• _WHAT YOU HAVE TO DO_
Take the line containing "Practice. Put a dot on the bird perched" and every line after it in the data below, and print them exactly as given, with nothing else.

═════ THE DATA ═════

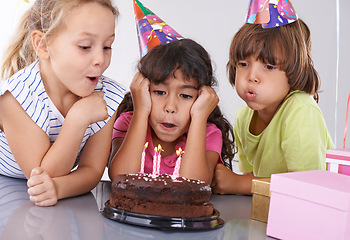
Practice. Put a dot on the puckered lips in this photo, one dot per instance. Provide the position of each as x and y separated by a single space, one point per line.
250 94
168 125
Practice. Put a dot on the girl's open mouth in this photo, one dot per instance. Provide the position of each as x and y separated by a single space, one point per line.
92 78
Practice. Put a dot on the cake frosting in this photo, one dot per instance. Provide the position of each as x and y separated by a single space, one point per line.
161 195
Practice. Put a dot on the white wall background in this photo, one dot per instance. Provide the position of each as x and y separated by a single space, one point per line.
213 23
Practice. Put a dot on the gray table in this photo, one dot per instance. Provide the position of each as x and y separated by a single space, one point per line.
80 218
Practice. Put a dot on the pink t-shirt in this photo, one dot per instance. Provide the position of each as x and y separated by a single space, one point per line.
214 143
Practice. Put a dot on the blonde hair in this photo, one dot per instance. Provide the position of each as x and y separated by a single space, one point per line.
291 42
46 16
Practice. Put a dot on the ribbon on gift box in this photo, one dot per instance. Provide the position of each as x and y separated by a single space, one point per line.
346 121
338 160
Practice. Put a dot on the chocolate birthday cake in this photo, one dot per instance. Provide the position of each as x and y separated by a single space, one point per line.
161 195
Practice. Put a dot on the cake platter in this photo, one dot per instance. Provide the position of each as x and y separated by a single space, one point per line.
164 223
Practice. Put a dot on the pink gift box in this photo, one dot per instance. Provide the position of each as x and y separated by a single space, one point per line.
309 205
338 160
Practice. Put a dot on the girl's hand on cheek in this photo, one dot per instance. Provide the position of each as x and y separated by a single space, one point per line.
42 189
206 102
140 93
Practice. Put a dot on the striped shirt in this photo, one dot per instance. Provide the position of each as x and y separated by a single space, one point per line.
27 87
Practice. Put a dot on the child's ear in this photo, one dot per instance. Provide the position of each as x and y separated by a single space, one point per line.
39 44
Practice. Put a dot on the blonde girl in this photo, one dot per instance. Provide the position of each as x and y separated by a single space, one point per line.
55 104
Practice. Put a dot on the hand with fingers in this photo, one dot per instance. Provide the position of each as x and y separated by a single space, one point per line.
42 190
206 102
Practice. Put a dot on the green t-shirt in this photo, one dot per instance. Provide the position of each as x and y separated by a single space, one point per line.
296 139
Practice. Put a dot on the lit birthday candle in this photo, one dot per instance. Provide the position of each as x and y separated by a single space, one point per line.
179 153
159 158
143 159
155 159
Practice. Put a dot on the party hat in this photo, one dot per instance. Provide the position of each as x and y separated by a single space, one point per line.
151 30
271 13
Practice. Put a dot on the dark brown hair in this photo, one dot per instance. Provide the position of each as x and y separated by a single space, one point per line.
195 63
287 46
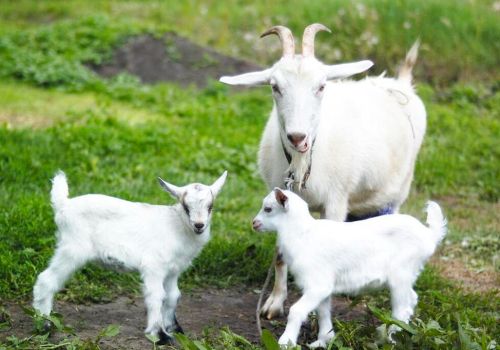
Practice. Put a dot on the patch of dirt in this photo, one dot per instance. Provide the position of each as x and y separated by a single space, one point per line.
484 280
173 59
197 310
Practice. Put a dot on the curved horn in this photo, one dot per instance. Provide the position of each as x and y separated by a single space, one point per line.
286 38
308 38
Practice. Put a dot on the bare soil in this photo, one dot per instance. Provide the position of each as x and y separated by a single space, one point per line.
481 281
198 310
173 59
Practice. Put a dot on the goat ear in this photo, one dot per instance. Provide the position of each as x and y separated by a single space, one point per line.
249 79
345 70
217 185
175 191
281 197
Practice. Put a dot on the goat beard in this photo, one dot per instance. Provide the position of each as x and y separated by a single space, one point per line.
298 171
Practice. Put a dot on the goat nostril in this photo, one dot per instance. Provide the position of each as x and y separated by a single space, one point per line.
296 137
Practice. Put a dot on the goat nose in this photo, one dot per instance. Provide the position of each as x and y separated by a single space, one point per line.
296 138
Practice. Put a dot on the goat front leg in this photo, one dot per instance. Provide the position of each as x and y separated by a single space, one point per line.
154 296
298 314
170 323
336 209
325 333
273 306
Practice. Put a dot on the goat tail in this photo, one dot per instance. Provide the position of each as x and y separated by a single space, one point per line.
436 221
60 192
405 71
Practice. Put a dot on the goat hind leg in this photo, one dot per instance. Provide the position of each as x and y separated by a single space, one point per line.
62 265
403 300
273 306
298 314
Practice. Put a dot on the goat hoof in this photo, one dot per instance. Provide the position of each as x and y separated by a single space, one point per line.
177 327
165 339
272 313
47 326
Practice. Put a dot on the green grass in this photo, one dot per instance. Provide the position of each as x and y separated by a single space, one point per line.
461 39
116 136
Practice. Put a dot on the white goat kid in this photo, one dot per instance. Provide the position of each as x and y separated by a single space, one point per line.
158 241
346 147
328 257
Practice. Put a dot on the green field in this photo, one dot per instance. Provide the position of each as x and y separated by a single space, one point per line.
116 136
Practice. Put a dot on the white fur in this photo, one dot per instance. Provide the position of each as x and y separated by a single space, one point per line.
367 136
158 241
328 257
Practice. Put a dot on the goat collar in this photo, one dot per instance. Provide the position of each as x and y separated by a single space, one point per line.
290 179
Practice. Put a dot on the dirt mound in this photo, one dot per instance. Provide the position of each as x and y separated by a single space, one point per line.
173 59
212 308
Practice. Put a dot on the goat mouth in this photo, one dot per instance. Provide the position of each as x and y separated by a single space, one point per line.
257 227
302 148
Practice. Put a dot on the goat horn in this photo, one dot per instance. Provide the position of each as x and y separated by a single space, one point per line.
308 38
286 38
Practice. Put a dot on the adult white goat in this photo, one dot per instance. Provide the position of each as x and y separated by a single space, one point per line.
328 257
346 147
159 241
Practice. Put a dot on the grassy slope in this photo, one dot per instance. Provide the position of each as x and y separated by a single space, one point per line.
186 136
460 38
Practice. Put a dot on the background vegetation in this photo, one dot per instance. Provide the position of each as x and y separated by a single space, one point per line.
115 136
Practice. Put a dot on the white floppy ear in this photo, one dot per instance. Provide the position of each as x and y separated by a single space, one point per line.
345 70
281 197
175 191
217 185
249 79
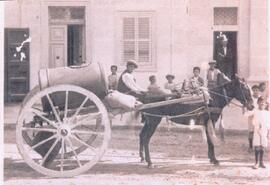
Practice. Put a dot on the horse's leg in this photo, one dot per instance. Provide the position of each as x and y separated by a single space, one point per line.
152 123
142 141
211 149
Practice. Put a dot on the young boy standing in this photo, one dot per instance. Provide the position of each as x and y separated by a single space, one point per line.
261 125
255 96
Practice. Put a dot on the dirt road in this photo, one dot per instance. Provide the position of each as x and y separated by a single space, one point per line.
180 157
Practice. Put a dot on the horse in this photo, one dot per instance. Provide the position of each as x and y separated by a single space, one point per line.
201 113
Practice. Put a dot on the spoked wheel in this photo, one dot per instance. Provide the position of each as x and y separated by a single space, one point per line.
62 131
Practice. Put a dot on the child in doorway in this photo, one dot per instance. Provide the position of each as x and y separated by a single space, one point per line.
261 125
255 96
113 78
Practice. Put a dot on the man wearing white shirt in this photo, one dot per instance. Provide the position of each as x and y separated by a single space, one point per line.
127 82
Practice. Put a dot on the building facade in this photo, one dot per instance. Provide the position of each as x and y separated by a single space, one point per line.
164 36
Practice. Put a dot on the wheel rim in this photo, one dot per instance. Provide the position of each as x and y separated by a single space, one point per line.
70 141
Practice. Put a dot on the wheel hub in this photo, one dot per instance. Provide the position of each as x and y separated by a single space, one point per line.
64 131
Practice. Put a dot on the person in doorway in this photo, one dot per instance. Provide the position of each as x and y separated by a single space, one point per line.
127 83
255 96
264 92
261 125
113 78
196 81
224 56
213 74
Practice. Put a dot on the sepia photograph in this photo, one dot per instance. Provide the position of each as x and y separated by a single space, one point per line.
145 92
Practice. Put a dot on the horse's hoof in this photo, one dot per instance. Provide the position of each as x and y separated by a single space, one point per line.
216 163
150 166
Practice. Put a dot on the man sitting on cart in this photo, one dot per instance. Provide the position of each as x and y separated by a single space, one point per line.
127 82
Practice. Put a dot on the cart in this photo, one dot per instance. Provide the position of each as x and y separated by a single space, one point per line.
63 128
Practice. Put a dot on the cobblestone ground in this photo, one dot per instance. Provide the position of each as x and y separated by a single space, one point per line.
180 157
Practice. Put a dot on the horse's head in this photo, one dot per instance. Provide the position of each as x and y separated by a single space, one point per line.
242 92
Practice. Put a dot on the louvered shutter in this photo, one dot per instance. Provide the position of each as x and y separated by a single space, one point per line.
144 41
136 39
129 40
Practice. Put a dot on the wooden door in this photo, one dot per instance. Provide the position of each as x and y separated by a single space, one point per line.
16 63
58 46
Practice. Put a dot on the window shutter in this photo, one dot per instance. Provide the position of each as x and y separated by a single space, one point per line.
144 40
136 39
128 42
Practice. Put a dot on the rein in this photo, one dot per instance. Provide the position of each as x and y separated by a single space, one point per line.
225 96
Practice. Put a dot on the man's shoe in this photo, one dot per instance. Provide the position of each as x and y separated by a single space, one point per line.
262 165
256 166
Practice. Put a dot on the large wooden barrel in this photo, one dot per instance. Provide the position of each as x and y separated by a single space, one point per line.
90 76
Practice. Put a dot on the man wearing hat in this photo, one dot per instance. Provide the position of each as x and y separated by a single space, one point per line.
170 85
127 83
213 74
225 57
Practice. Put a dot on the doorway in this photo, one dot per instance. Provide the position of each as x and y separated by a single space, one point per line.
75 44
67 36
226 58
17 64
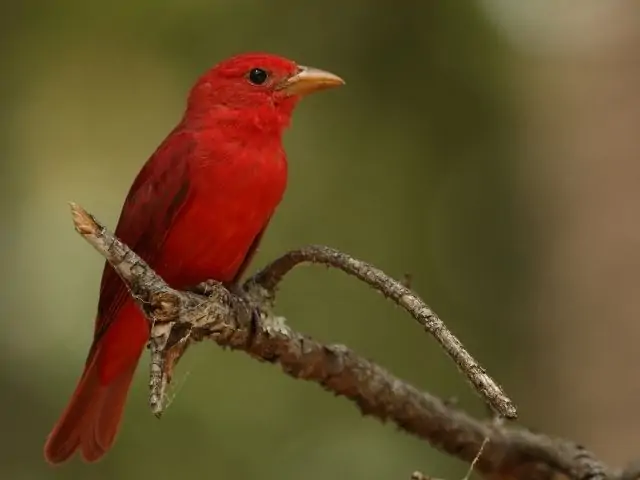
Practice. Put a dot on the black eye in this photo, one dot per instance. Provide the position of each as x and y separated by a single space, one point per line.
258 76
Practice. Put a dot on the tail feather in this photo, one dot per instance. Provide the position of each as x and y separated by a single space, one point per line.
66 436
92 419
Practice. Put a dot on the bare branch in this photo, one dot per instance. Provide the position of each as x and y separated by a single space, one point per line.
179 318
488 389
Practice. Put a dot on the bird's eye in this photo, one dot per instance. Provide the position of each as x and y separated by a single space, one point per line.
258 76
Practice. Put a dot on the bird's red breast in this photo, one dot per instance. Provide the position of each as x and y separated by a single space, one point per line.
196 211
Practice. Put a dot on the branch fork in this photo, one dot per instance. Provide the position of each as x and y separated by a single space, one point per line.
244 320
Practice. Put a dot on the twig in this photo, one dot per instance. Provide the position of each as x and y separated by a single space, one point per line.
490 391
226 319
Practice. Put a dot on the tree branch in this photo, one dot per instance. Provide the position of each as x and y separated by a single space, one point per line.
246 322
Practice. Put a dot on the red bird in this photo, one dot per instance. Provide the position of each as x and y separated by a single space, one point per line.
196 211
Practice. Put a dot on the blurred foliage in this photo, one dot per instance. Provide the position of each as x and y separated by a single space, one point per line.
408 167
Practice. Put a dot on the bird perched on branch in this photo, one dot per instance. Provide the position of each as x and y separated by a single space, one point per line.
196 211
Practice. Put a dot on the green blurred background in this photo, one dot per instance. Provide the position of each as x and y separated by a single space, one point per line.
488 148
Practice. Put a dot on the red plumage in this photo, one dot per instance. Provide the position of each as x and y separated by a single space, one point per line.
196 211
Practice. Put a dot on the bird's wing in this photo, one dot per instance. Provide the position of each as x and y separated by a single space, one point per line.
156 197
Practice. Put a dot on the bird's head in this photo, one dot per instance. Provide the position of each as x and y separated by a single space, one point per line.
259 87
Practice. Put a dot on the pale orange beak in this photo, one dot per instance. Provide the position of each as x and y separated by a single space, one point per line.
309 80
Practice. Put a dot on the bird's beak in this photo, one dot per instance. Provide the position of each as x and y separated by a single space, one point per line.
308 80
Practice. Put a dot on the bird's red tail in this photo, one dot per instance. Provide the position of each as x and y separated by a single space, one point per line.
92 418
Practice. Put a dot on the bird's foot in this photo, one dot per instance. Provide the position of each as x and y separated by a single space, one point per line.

═════

• _RESPONSE TO THE TASK_
Practice. Put a dot on the bird perched on branch in this photo, one dot per instance. Provide the position of each as x and y separated by a single space, one point per line.
196 211
Practice. Put a dot on the green blurred background in this photo, one dot per instance. Provide the position of each as x and y separated by a single space, one point per line.
488 148
Practice. Put a dot on the red plumage in this photo, one dot per instance. Provide the position of each as x and y separated by a single space, one point per line.
196 211
Practice. Put a dot on the bird's wing in this photo, one dot per instance. Provide the position of each as x and y separated by a single space, one point per line.
156 197
Practice. Put a dot on the bird's head in this photo, one dot per instance. Provide the position of each as x and y separated by a single space, one point per line.
259 87
Practice. Put a dot on the pale orange beak in this photo, one dot per instance. Provide the position of each as x and y separated by a single space, one point per line.
309 80
Practice. Put a dot on the bird's beak in this photo, one dot per instance. Provide the position of each as x and y separated by a single space, one point per line.
308 80
Practice. Put a dot on the bird's red tail in this photo, one dot per instance. Provide the position of each as x and y separated by a single space, one point per line.
92 418
Practice. Put a dot on the bird's foot in this photo, one dot per instance. Provide the position of each as x and y separated by a single space, one point per line.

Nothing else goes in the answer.